EXERCISE INPUTS:
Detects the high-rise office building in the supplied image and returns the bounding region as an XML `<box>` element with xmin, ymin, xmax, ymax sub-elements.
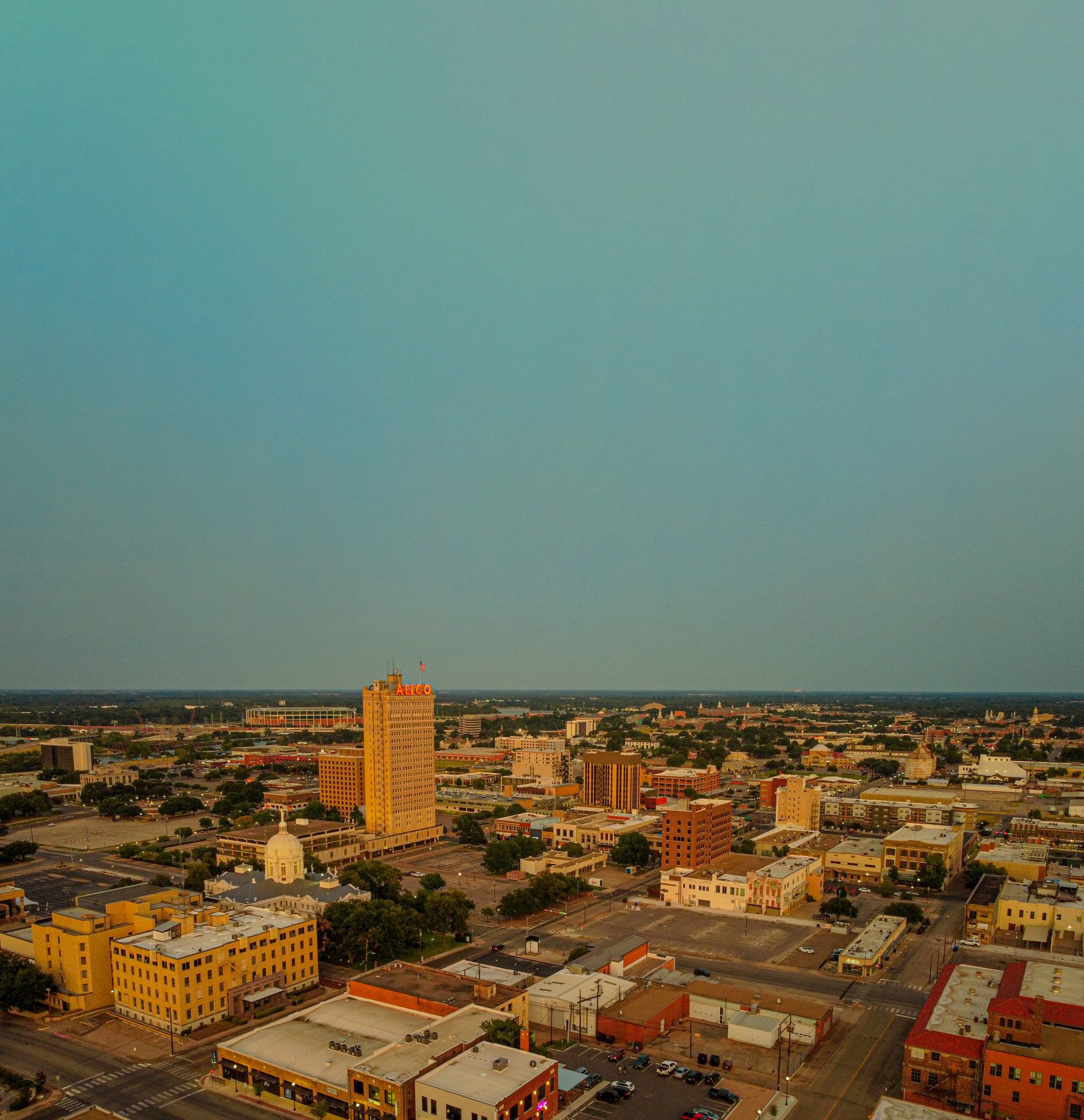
<box><xmin>663</xmin><ymin>798</ymin><xmax>733</xmax><ymax>870</ymax></box>
<box><xmin>582</xmin><ymin>750</ymin><xmax>642</xmax><ymax>813</ymax></box>
<box><xmin>42</xmin><ymin>739</ymin><xmax>94</xmax><ymax>770</ymax></box>
<box><xmin>316</xmin><ymin>747</ymin><xmax>365</xmax><ymax>821</ymax></box>
<box><xmin>362</xmin><ymin>673</ymin><xmax>437</xmax><ymax>844</ymax></box>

EXERCISE INSTRUCTIONS: Find every line in the items that contains the word "image", and copy each of those lines in full.

SOLUTION BELOW:
Detects the high-rise office building in the supplied image and returns the bounding region as an XML `<box>` element with xmin, ymin, xmax, ymax sub-elements.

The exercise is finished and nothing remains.